Collection entries
○ ○ ○ ○

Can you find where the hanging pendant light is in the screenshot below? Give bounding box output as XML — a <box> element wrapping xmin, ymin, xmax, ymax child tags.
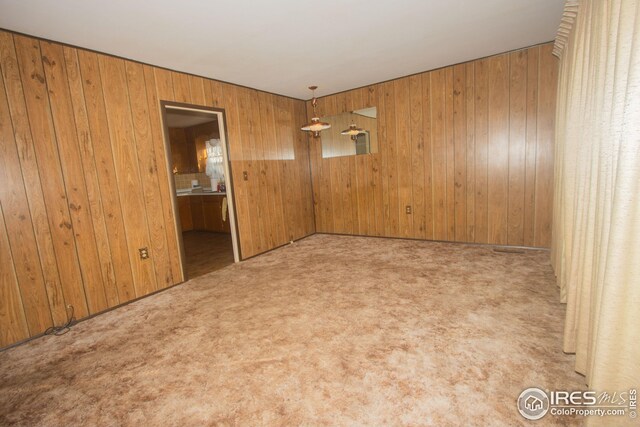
<box><xmin>301</xmin><ymin>85</ymin><xmax>331</xmax><ymax>138</ymax></box>
<box><xmin>341</xmin><ymin>123</ymin><xmax>366</xmax><ymax>141</ymax></box>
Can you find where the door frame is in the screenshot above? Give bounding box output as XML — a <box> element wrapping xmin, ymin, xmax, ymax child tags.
<box><xmin>160</xmin><ymin>101</ymin><xmax>241</xmax><ymax>280</ymax></box>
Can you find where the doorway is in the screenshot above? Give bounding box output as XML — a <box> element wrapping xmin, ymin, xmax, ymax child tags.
<box><xmin>161</xmin><ymin>102</ymin><xmax>240</xmax><ymax>280</ymax></box>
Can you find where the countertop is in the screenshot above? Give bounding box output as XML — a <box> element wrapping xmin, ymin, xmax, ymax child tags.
<box><xmin>176</xmin><ymin>188</ymin><xmax>226</xmax><ymax>197</ymax></box>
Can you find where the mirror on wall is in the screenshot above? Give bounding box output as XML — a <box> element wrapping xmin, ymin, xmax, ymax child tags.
<box><xmin>320</xmin><ymin>107</ymin><xmax>377</xmax><ymax>159</ymax></box>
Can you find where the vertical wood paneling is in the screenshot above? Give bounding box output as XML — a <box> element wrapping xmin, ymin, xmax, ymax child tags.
<box><xmin>254</xmin><ymin>92</ymin><xmax>275</xmax><ymax>248</ymax></box>
<box><xmin>309</xmin><ymin>43</ymin><xmax>558</xmax><ymax>249</ymax></box>
<box><xmin>534</xmin><ymin>44</ymin><xmax>557</xmax><ymax>248</ymax></box>
<box><xmin>0</xmin><ymin>29</ymin><xmax>315</xmax><ymax>348</ymax></box>
<box><xmin>409</xmin><ymin>75</ymin><xmax>426</xmax><ymax>239</ymax></box>
<box><xmin>337</xmin><ymin>92</ymin><xmax>355</xmax><ymax>235</ymax></box>
<box><xmin>78</xmin><ymin>50</ymin><xmax>137</xmax><ymax>303</ymax></box>
<box><xmin>0</xmin><ymin>57</ymin><xmax>53</xmax><ymax>334</ymax></box>
<box><xmin>310</xmin><ymin>98</ymin><xmax>333</xmax><ymax>233</ymax></box>
<box><xmin>422</xmin><ymin>73</ymin><xmax>434</xmax><ymax>240</ymax></box>
<box><xmin>354</xmin><ymin>88</ymin><xmax>368</xmax><ymax>235</ymax></box>
<box><xmin>259</xmin><ymin>92</ymin><xmax>286</xmax><ymax>245</ymax></box>
<box><xmin>376</xmin><ymin>83</ymin><xmax>389</xmax><ymax>236</ymax></box>
<box><xmin>474</xmin><ymin>58</ymin><xmax>490</xmax><ymax>243</ymax></box>
<box><xmin>273</xmin><ymin>96</ymin><xmax>293</xmax><ymax>242</ymax></box>
<box><xmin>41</xmin><ymin>41</ymin><xmax>109</xmax><ymax>314</ymax></box>
<box><xmin>188</xmin><ymin>75</ymin><xmax>206</xmax><ymax>105</ymax></box>
<box><xmin>431</xmin><ymin>69</ymin><xmax>448</xmax><ymax>240</ymax></box>
<box><xmin>0</xmin><ymin>33</ymin><xmax>68</xmax><ymax>326</ymax></box>
<box><xmin>347</xmin><ymin>101</ymin><xmax>360</xmax><ymax>236</ymax></box>
<box><xmin>366</xmin><ymin>87</ymin><xmax>380</xmax><ymax>236</ymax></box>
<box><xmin>487</xmin><ymin>54</ymin><xmax>509</xmax><ymax>245</ymax></box>
<box><xmin>356</xmin><ymin>146</ymin><xmax>368</xmax><ymax>235</ymax></box>
<box><xmin>143</xmin><ymin>65</ymin><xmax>183</xmax><ymax>283</ymax></box>
<box><xmin>453</xmin><ymin>64</ymin><xmax>467</xmax><ymax>242</ymax></box>
<box><xmin>98</xmin><ymin>55</ymin><xmax>157</xmax><ymax>297</ymax></box>
<box><xmin>171</xmin><ymin>72</ymin><xmax>191</xmax><ymax>104</ymax></box>
<box><xmin>327</xmin><ymin>97</ymin><xmax>344</xmax><ymax>233</ymax></box>
<box><xmin>224</xmin><ymin>88</ymin><xmax>255</xmax><ymax>257</ymax></box>
<box><xmin>125</xmin><ymin>62</ymin><xmax>173</xmax><ymax>288</ymax></box>
<box><xmin>444</xmin><ymin>68</ymin><xmax>456</xmax><ymax>241</ymax></box>
<box><xmin>523</xmin><ymin>46</ymin><xmax>540</xmax><ymax>247</ymax></box>
<box><xmin>508</xmin><ymin>50</ymin><xmax>528</xmax><ymax>246</ymax></box>
<box><xmin>208</xmin><ymin>80</ymin><xmax>223</xmax><ymax>109</ymax></box>
<box><xmin>63</xmin><ymin>46</ymin><xmax>120</xmax><ymax>307</ymax></box>
<box><xmin>369</xmin><ymin>86</ymin><xmax>382</xmax><ymax>236</ymax></box>
<box><xmin>237</xmin><ymin>87</ymin><xmax>265</xmax><ymax>254</ymax></box>
<box><xmin>384</xmin><ymin>81</ymin><xmax>399</xmax><ymax>237</ymax></box>
<box><xmin>13</xmin><ymin>35</ymin><xmax>90</xmax><ymax>321</ymax></box>
<box><xmin>0</xmin><ymin>203</ymin><xmax>29</xmax><ymax>346</ymax></box>
<box><xmin>464</xmin><ymin>62</ymin><xmax>476</xmax><ymax>242</ymax></box>
<box><xmin>294</xmin><ymin>100</ymin><xmax>314</xmax><ymax>239</ymax></box>
<box><xmin>395</xmin><ymin>78</ymin><xmax>412</xmax><ymax>238</ymax></box>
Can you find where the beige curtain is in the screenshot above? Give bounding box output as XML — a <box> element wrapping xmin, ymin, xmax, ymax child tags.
<box><xmin>552</xmin><ymin>0</ymin><xmax>640</xmax><ymax>406</ymax></box>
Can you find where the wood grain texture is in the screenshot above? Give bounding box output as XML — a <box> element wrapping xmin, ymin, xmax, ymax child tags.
<box><xmin>41</xmin><ymin>41</ymin><xmax>109</xmax><ymax>314</ymax></box>
<box><xmin>308</xmin><ymin>44</ymin><xmax>558</xmax><ymax>248</ymax></box>
<box><xmin>125</xmin><ymin>61</ymin><xmax>173</xmax><ymax>289</ymax></box>
<box><xmin>0</xmin><ymin>29</ymin><xmax>314</xmax><ymax>348</ymax></box>
<box><xmin>63</xmin><ymin>47</ymin><xmax>120</xmax><ymax>308</ymax></box>
<box><xmin>13</xmin><ymin>35</ymin><xmax>91</xmax><ymax>323</ymax></box>
<box><xmin>78</xmin><ymin>50</ymin><xmax>137</xmax><ymax>304</ymax></box>
<box><xmin>0</xmin><ymin>33</ymin><xmax>68</xmax><ymax>326</ymax></box>
<box><xmin>487</xmin><ymin>54</ymin><xmax>509</xmax><ymax>245</ymax></box>
<box><xmin>144</xmin><ymin>65</ymin><xmax>183</xmax><ymax>283</ymax></box>
<box><xmin>0</xmin><ymin>59</ymin><xmax>51</xmax><ymax>339</ymax></box>
<box><xmin>0</xmin><ymin>203</ymin><xmax>29</xmax><ymax>346</ymax></box>
<box><xmin>98</xmin><ymin>55</ymin><xmax>158</xmax><ymax>298</ymax></box>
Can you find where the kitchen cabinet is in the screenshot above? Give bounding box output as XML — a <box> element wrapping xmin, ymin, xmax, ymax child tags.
<box><xmin>203</xmin><ymin>195</ymin><xmax>229</xmax><ymax>232</ymax></box>
<box><xmin>177</xmin><ymin>196</ymin><xmax>193</xmax><ymax>231</ymax></box>
<box><xmin>190</xmin><ymin>196</ymin><xmax>205</xmax><ymax>230</ymax></box>
<box><xmin>203</xmin><ymin>197</ymin><xmax>222</xmax><ymax>232</ymax></box>
<box><xmin>177</xmin><ymin>194</ymin><xmax>229</xmax><ymax>233</ymax></box>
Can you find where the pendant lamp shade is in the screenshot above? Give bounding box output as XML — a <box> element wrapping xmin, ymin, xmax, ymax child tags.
<box><xmin>341</xmin><ymin>123</ymin><xmax>365</xmax><ymax>141</ymax></box>
<box><xmin>301</xmin><ymin>86</ymin><xmax>331</xmax><ymax>138</ymax></box>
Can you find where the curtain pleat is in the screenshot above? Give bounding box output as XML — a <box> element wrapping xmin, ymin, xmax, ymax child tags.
<box><xmin>552</xmin><ymin>0</ymin><xmax>640</xmax><ymax>418</ymax></box>
<box><xmin>553</xmin><ymin>1</ymin><xmax>580</xmax><ymax>58</ymax></box>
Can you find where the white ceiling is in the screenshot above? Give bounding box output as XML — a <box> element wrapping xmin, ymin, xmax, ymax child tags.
<box><xmin>0</xmin><ymin>0</ymin><xmax>564</xmax><ymax>100</ymax></box>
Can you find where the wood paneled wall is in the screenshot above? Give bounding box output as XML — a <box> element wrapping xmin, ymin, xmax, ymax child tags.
<box><xmin>308</xmin><ymin>43</ymin><xmax>557</xmax><ymax>248</ymax></box>
<box><xmin>0</xmin><ymin>30</ymin><xmax>314</xmax><ymax>347</ymax></box>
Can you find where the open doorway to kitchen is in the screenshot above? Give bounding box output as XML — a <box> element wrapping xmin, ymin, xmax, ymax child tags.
<box><xmin>161</xmin><ymin>102</ymin><xmax>240</xmax><ymax>280</ymax></box>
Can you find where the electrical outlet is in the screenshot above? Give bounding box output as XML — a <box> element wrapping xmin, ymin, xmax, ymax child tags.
<box><xmin>243</xmin><ymin>171</ymin><xmax>248</xmax><ymax>181</ymax></box>
<box><xmin>405</xmin><ymin>205</ymin><xmax>412</xmax><ymax>214</ymax></box>
<box><xmin>138</xmin><ymin>247</ymin><xmax>149</xmax><ymax>260</ymax></box>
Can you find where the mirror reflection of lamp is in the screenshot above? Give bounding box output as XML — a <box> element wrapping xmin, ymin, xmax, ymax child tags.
<box><xmin>341</xmin><ymin>123</ymin><xmax>366</xmax><ymax>141</ymax></box>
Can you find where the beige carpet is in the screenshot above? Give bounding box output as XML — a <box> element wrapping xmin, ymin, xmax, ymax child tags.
<box><xmin>0</xmin><ymin>234</ymin><xmax>585</xmax><ymax>426</ymax></box>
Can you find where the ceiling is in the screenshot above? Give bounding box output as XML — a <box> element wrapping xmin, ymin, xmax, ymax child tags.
<box><xmin>165</xmin><ymin>109</ymin><xmax>216</xmax><ymax>129</ymax></box>
<box><xmin>0</xmin><ymin>0</ymin><xmax>564</xmax><ymax>100</ymax></box>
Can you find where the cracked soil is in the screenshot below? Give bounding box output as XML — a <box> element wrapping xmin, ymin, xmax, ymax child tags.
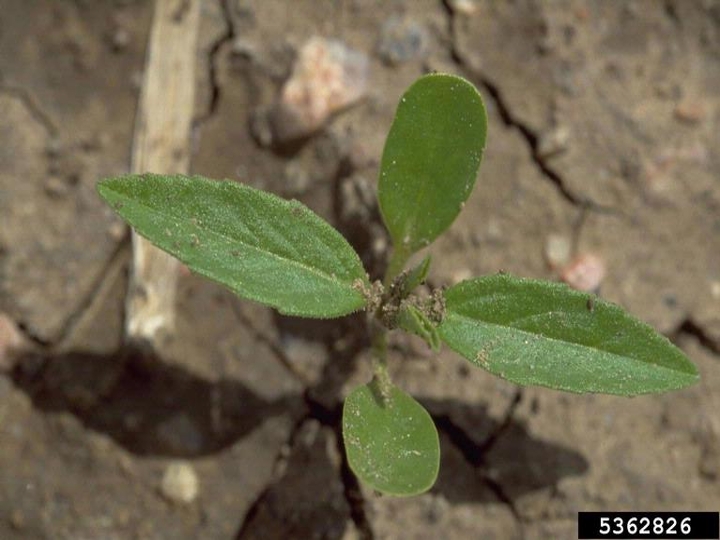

○ ○ ○ ○

## WHAT THE EXERCISE ASKS
What the answer must hold is the exact text of every line from the one containing "Can you find where the ceiling" through the end of the data, minus any pictures.

## OUTPUT FOR THIS EXERCISE
Can you find where the ceiling is in the screenshot above? Give bounding box output as XML — a <box> element wrapping xmin, ymin, xmax, ymax child tags.
<box><xmin>165</xmin><ymin>109</ymin><xmax>216</xmax><ymax>129</ymax></box>
<box><xmin>0</xmin><ymin>0</ymin><xmax>564</xmax><ymax>100</ymax></box>
Can you find where the cracked soil is in the screenshot below? Give bounding box output as XML — a <box> element wrapping xmin, ymin, xmax, ymax child tags.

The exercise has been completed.